The Awful Reality

I woke up Saturday morning and saw a message from one of my Florida riding buddies that was a quote from another one of my buddies that I have ridden with in California. The message was that Dawn was involved in a very serious crash. Dawn crashes once in awhile so I didn’t think it was horrible until I found out it was.

She was doing another 100 mile+ ride but it was still going into the night. She was on a bike trail along a river. There was a pretty sudden turn to the left that she did not see/react to in time and the result was catastrophic. She went off the trail and fell onto a steep concrete embankment that had stones embedded in it. She was likely going 30MPH plus when it happened. Her injuries are massive and she was literally touch and go for quite awhile with multiple internal injuries, a brain bleed, a collapsed lung and more. There was a very real chance she could die.

She has been in an induced coma for a number of days. She is more stable now but the total extent of her injuries is yet unknown. When the reality of the situation hit I sort of went numb. It was the sort of news that you wish was a dream that you can wake up from. Unfortunately there was no escape from this.

There was a gofundme created which has been generously contributed to by hundreds of people. The reality is that the financial distress that is potentially awaiting on the other side of this will be massive, far exceeding any donations that could be made. Assuming she is out of the woods there is still no clear idea of the extent of her injuries and what a road to recovery would even look like.

I had people ask if I was going to fly out to California because of the close relationship Dawn and I established over the last year. To me it makes no sense to do so as until she improves nobody can even see her except immediate family. I don’t really know exactly what I can/could do.

_Required task 1:_
Using the post about Dawn's crash, decide whether each statement agrees with it. Answer yes or no for each, quoting the deciding words of the post.
(a) Dawn crashed while riding on a bike trail beside a river.
(b) Friends from her riding group are currently able to visit her.
(c) The donations are expected to cover the financial costs that may follow.
_Required task 2:_
Write the next part of the post about Dawn's crash, picking up after its final sentence.

_Information shown:_

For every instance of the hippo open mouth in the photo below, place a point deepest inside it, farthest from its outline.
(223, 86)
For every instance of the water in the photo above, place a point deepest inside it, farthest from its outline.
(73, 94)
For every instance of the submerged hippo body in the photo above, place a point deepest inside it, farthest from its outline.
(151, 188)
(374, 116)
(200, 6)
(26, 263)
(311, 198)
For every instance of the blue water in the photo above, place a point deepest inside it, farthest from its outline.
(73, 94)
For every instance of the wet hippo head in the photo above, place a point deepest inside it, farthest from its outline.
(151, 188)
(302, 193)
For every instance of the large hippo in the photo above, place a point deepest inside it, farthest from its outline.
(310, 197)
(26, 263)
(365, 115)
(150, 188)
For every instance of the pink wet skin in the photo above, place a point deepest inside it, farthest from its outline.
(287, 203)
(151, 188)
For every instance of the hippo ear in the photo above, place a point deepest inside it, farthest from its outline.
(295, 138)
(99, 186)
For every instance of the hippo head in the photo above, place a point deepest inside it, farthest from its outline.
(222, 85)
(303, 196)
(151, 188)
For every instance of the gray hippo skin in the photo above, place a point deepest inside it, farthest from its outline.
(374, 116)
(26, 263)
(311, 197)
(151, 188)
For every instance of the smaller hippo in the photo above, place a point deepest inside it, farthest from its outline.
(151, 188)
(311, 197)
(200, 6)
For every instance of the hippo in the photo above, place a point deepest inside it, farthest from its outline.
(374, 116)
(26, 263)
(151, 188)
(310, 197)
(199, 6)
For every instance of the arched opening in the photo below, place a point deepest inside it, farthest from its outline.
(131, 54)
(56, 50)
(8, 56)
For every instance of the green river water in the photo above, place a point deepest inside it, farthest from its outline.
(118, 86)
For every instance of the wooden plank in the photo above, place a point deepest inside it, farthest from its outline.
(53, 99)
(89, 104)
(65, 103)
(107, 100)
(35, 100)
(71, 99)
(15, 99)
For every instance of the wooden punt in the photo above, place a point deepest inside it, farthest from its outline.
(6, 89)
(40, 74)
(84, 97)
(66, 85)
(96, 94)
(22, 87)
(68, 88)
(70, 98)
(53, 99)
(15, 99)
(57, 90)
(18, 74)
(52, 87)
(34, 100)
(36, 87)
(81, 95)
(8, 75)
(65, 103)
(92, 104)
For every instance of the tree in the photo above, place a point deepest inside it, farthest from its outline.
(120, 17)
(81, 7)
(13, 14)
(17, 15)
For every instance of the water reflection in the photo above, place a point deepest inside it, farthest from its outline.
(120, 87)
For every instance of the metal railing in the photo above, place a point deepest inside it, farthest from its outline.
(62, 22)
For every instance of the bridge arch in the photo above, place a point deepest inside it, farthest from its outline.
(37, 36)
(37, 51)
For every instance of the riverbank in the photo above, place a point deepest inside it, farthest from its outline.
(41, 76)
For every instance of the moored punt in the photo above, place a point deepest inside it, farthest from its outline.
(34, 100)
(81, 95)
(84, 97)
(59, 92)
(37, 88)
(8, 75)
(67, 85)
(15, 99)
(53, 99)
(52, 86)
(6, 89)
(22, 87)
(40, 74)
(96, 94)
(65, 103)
==
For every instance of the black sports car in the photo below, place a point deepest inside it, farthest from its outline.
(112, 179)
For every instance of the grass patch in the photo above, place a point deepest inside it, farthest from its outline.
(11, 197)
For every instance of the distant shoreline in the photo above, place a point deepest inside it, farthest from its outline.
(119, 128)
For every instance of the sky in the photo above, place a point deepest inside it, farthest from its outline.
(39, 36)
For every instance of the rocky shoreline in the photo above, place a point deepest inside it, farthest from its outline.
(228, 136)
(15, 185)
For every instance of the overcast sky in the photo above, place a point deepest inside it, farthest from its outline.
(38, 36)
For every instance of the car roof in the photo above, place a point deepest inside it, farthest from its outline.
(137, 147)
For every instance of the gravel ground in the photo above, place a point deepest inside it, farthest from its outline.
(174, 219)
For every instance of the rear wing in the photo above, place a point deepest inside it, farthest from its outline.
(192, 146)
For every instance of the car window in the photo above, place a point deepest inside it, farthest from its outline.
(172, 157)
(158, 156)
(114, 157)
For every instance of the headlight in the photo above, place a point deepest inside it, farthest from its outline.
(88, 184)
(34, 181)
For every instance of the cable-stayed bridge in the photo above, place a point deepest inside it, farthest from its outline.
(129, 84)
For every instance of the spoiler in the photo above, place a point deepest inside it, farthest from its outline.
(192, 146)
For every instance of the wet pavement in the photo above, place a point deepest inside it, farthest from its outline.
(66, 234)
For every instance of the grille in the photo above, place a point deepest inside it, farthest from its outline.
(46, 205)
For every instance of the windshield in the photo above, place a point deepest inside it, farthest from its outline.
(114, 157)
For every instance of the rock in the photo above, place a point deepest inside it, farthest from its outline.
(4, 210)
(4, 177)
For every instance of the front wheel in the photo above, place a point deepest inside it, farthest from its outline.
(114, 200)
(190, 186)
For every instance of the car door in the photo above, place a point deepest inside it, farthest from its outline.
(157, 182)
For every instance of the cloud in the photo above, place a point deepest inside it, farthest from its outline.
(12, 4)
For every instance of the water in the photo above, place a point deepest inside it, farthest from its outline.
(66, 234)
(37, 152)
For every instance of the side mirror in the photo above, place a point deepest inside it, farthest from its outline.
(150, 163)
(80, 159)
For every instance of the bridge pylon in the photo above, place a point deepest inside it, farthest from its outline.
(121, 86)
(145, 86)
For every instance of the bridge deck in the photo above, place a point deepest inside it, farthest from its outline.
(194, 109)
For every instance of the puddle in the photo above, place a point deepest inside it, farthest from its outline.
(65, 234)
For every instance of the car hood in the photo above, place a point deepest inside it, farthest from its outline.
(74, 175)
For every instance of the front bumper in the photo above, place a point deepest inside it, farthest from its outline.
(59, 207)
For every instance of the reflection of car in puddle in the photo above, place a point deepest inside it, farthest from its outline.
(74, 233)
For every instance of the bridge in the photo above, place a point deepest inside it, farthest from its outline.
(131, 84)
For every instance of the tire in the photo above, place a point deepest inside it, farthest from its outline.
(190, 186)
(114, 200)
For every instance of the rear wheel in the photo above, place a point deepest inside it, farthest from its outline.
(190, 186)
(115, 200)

_Exercise response 1:_
(a) Yes: "She was on a bike trail along a river."
(b) No: "until she improves nobody can even see her except immediate family."
(c) No: "far exceeding any donations that could be made."

_Exercise response 2:_
I have not had much contact with Dawn over the last month and a half so to get this news out of the blue was like a punch you didn’t see coming. At this point all I can hope is that whatever injuries she has suffered are not of the long term debilitating variety. If my near death accident in October didn’t teach me a hard enough lesson regarding the potential frailty of life, especially when riding on a one wheeled self balancing device, this incident engraved it in stone.

Yes every day you are rolling the dice, you never know if something could take you out. But when we willingly place ourselves in situations where only a moment of unawareness can lead to such catastrophic results you have to really do a thorough evaluation of your risk/reward equations. If you have a family that equation gets even more complicated.

I’m not a religious person but if you are, please say your prayers for Dawn. I have been trying to send her positive energy in my own way. There may be a hiatus to my posting anything in the blog for awhile. It just doesn’t feel very important.

Upright, Patience pays off, Waiting for permission

Yesterday my back pain was somewhat improved from the previous day. I was able to get myself upright without major issues. I even went to the gym and worked out, albeit limited in what I could do. Two advil helped that effort. Last night I once again laid on the ice pack for 20-30 minutes to numb up the problem area. I am hoping that by the end of the weekend I am more or less normal.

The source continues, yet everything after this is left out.